Check your understanding:
**1)** Write out the section of the article on endoscopy in pets, starting with "The term endoscopy" and going on through "many other therapies.".
**2)** Write what comes next in the article on endoscopy in pets, picking up after its final sentence.

Extracted text:
The term endoscopy means “looking within,” refers to inserting an endoscope through an opening in the body—the mouth, nose or rectum or incision—to examine the body from the inside. In pets, the respiratory, digestive, and urinary tracts, as well as some areas of the abdomen or chest, can be viewed with an endoscope. Endoscopes can also be inserted through a small incision during surgery.

The endoscope itself is a thin, flexible tube with fiberoptic light source and a tiny video camera on the tip. In addition to cameras, endoscopes have at least one channel through which tiny tools can be passed. These tools can be used to biopsy an area, control bleeding, remove polyps or swallowed objects, stretch narrowed areas and many other therapies.

Before the method became available, the stomach and intestines were most commonly examined by having the pet swallow a contrast medium, like barium, and then taking pictures with X-rays. Exploratory surgery was often the only way to gain a true diagnosis.

Common Endoscopy Procedures

  • Endoscopy often is used to evaluate vomiting, diarrhea, weight loss, loss of appetite, abdominal pain, evidence of a gastric mass after an ultrasound or Xray, foreign body removal, or an esophageal disorder. Puppies that swallow pieces of toys or ingest something from the Christmas tree may need the help of an endoscope to diagnose or remove the foreign body. Endoscopy is also performed to obtain biopsies.
  • Endoscopes help place a feeding tube when a sick puppy otherwise won’t eat enough nutrition. A flexible endoscope goes down the throat to view the stomach. That’s used to position one end of the feeding tube in the stomach, while the other end exits through the abdominal wall through the pet’s side. This gastrotomy tube allows the pet to be fed for days, weeks, or even months.
  • Cystoscopy is endoscopy for the urogenital system. This is used for conditions such as straining to urinate, blood in the urine, painful urination, abnormal discharges, suspicion of a mass. It is performed to obtain biopsies, remove stones, to look for evidence of kidney bleeding, and to assist in the placement of stents in the ureter and urethra. It’s also used to perform lithotripsy procedures on urethral and bladder stones—that is, break bladder stones apart into tiny pieces so they pass naturally from the body. It is also used to assist in examinations of the vulva and vagina and to assist in artificial insemination.

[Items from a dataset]
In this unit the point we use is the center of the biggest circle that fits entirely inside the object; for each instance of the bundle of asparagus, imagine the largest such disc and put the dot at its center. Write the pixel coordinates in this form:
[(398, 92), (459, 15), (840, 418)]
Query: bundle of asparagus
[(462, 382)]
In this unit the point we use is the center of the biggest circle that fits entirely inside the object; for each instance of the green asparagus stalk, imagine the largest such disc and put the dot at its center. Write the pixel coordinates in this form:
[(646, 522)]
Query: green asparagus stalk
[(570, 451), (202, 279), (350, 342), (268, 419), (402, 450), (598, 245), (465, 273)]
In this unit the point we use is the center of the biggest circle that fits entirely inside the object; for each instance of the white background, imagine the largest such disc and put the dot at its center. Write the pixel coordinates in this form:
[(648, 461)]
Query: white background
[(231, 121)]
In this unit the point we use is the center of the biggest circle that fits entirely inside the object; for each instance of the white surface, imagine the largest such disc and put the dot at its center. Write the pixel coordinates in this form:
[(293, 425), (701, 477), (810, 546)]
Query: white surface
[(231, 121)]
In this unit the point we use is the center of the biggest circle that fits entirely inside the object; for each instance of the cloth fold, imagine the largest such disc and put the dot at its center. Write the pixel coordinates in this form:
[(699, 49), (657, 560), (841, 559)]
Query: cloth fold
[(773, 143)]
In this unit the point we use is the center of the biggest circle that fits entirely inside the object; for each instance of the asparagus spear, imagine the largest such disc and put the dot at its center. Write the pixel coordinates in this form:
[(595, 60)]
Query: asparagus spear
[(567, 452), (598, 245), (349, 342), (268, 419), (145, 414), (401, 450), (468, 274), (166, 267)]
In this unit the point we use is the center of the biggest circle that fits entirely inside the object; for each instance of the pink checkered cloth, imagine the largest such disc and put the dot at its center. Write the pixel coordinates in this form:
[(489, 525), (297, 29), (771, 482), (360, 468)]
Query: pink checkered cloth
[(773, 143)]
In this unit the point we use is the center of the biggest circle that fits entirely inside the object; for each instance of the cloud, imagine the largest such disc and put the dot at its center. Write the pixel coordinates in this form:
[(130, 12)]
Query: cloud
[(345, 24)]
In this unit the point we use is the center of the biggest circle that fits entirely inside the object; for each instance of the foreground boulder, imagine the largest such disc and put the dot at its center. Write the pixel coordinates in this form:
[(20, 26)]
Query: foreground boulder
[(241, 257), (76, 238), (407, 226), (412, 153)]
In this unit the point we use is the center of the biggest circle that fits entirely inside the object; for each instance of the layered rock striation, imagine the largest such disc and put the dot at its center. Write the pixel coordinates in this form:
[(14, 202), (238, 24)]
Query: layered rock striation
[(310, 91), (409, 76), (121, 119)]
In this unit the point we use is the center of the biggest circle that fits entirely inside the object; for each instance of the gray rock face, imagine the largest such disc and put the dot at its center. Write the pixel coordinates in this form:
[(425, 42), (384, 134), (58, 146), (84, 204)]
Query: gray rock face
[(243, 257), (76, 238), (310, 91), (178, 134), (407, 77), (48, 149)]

Per-task answers:
**1)**
The term endoscopy means “looking within,” refers to inserting an endoscope through an opening in the body—the mouth, nose or rectum or incision—to examine the body from the inside. In pets, the respiratory, digestive, and urinary tracts, as well as some areas of the abdomen or chest, can be viewed with an endoscope. Endoscopes can also be inserted through a small incision during surgery.

The endoscope itself is a thin, flexible tube with fiberoptic light source and a tiny video camera on the tip. In addition to cameras, endoscopes have at least one channel through which tiny tools can be passed. These tools can be used to biopsy an area, control bleeding, remove polyps or swallowed objects, stretch narrowed areas and many other therapies.

**2)**
  • Bronchoscopy is endoscopy for the respiratory tract. This is utilized in evaluation of upper and lower airway tract disease so in the workup of chronic or acute coughing episodes, for pneumonia, for difficulty breathing, to assess for tracheal collapse and to obtain biopsies or remove foreign bodies. Puppies that snort pieces of grass into their noses may require bronchoscopy to help get it out.
  • Rhinoscopy is endoscopy of the nose and sinus and is used to evaluate conditions like nasal discharge or nasal bleeding. It also can help evaluate nasal foreign bodies, diagnose fungal or bacterial infections in the nose and sinuses, to treat for those infections, to biopsy masses located in the nasal and nasopharyngeal areas, to place nasopharyngeal stents to treat areas of stenosis (narrowed airways).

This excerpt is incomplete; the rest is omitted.